───── Aangeleverd materiaal

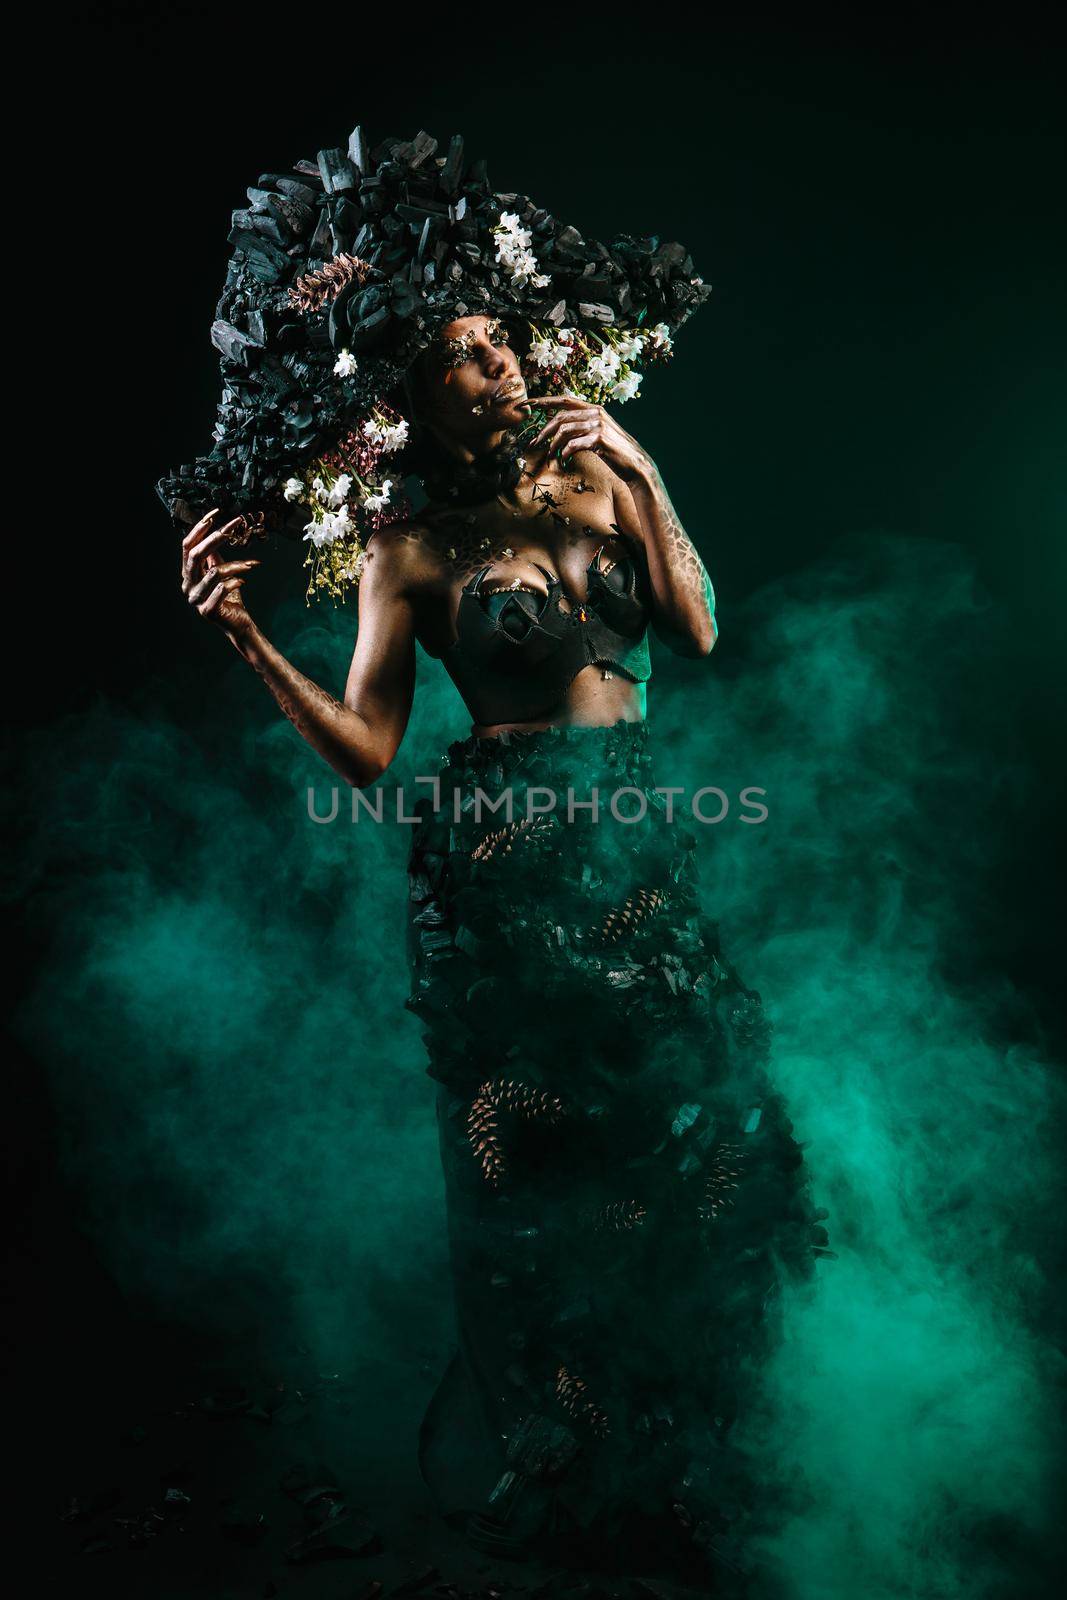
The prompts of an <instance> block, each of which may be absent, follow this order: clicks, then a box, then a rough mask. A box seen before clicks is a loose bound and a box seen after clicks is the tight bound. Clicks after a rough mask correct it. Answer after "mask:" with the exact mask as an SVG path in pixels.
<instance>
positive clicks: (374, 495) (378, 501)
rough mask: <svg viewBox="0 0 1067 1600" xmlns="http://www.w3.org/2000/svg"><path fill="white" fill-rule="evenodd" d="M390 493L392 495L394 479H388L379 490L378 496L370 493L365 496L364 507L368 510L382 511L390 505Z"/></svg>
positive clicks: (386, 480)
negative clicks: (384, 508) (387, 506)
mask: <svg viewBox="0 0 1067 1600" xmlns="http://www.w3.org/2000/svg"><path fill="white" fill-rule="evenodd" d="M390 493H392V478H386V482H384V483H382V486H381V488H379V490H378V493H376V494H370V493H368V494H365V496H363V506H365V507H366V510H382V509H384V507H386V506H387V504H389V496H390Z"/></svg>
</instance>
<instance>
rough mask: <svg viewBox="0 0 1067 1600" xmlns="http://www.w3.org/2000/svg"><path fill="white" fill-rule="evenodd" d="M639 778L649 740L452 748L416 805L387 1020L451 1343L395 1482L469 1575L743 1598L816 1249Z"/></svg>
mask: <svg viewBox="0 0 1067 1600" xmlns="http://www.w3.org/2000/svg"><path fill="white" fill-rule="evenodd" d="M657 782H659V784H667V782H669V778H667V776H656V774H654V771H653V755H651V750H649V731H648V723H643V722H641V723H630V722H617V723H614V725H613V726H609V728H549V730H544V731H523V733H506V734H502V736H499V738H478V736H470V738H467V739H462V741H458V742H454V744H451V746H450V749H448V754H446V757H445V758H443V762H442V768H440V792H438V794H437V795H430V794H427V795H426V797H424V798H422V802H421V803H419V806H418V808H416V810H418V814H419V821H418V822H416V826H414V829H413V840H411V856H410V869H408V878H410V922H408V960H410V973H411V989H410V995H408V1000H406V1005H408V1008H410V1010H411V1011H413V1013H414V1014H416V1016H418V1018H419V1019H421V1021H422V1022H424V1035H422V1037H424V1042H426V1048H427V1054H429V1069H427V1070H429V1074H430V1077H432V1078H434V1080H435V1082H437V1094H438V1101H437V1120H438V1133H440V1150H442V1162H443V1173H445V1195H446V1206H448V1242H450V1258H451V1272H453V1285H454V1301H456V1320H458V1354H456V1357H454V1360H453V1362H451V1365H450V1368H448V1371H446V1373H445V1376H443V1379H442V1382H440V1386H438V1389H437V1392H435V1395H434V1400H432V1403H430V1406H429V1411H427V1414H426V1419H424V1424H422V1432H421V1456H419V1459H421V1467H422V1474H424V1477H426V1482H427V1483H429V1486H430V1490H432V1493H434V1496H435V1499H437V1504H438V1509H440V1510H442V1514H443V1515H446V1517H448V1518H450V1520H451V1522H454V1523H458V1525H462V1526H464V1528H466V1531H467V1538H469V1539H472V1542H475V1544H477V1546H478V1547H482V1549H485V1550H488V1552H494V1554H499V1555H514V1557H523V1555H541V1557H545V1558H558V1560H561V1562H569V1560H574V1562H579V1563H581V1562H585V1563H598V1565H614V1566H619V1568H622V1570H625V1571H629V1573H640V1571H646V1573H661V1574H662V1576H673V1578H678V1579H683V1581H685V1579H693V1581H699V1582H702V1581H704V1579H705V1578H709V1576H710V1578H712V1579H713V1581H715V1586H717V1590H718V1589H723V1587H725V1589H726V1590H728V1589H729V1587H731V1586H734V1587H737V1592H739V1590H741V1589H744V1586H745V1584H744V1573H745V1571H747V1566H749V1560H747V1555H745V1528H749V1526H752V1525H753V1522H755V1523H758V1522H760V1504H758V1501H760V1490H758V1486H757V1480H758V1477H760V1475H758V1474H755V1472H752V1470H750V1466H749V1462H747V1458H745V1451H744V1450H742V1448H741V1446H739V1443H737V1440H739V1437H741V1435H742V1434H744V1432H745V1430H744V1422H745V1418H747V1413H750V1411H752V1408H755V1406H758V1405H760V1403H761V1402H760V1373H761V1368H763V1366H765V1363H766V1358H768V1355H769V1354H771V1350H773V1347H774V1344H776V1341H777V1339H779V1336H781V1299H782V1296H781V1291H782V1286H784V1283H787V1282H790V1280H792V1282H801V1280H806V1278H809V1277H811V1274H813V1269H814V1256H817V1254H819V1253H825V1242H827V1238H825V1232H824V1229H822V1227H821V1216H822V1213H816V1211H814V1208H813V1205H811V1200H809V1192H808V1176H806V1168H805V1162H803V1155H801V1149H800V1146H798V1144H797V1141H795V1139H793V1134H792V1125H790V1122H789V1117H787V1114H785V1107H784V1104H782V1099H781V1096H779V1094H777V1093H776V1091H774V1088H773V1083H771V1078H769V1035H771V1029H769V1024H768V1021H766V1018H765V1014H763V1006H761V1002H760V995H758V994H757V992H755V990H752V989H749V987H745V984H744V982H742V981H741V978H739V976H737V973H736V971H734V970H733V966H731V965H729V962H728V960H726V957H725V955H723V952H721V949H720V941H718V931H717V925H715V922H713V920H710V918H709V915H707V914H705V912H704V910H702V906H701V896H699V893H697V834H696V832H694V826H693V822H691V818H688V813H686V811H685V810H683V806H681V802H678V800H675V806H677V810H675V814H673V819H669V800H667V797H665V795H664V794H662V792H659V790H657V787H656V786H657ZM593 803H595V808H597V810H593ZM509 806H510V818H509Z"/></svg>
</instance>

──────────

* Eisen opdracht: Tel de regels van het materiaal waarin het woord "positive" staat. Noem alleen het aantal.

* Voltooide opdracht: 2